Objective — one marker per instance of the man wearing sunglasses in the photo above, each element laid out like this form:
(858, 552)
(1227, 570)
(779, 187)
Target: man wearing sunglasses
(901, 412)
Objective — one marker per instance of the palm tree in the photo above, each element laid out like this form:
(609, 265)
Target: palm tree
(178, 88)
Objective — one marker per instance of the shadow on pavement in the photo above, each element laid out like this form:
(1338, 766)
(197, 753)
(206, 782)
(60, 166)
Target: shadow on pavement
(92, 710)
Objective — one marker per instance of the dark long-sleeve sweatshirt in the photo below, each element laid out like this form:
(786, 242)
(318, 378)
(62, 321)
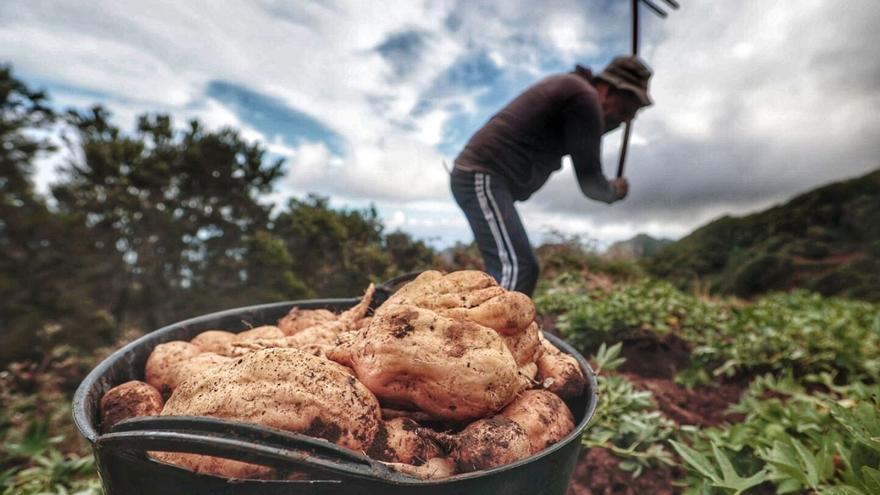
——
To do ▸ Whenever the string "each" appears on a line of the material, that line counts; report the count and nothing else.

Result of the exercise ▸ 4